Extracted text:

========

Question

17. Write a quadratic equation to find two consecutive odd natural numbers whose

product is 63. Then find the numbers

Answer 1

7 and 9

Explanation:

So we want two consecutive odd numbers whose product is 63.

Let's write an equation.

Let's let n be a random integer: doesn't matter what it is. Therefore, the first integer must be 2n+1.

This is because we're letting n be whatever it wants to be. If we multiply that whatever number by 2, then it will turn even. If we add 1 to an even number, it becomes odd.

Therefore, our first odd number is (2n+1). Our second, then, must be (2n+3).

Multiply them together. They equal 63. Thus:

`(2n+1)(2n+3)=63`

Expand:

`4n^2+6n+2n+3=63`

Combine like terms:

`4n^2+8n+3=63`

Subtract 63 from both sides:

`4n^2+8n-60=0`

Divide both sides by 4:

`n^2+2n-15=0`

And now, factor:

`(n+5)(n-3)=0`

Zero Product Property:

`n+5=0\text{ or } x-3=0`

Find n:

`n=-5\text{ or } n=3`

So, we've found n.

Then the first integer is either:

`2(-5)+1 \text{ or } 2(3)+1`

Evaluate:

`-9 \text{ or } 7`

However, we want two consecutive odd natural numbers. So, ignore the -9.

Therefore, our first odd integer is 7.

And our second one would be 9.

So, our answer is 7 and 9.

And we're done!

========

Supplied material:
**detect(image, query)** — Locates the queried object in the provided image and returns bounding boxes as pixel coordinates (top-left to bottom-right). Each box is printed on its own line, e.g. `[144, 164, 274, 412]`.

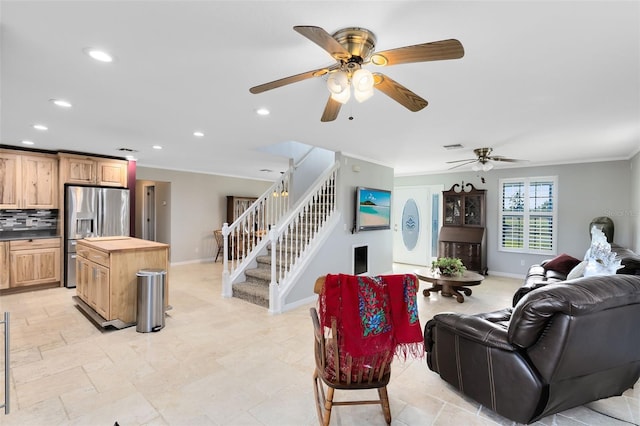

========

Stated task 1:
Answer these questions from the worked solution on consecutive odd numbers.
(a) What expression stands for the second odd number?
(b) What equation is reached after both sides are divided by 4?
(c) Why is the value -9 set aside?
Stated task 2:
Decide whether each statement agrees with the worked solution on consecutive odd numbers. Answer yes or no, and quote the words that settle it.
(a) The integer n must be a specific chosen value.
(b) Factoring the simplified equation gives (n+5)(n-3)=0.
(c) The first odd integer in the final answer is 9.

Task answer 1:
(a) (2n+3)
(b) n^2+2n-15=0
(c) The numbers sought are two consecutive odd natural numbers.

Task answer 2:
(a) No: "Let's let n be a random integer: doesn't matter what it is."
(b) Yes: "(n+5)(n-3)=0"
(c) No: "Therefore, our first odd integer is 7."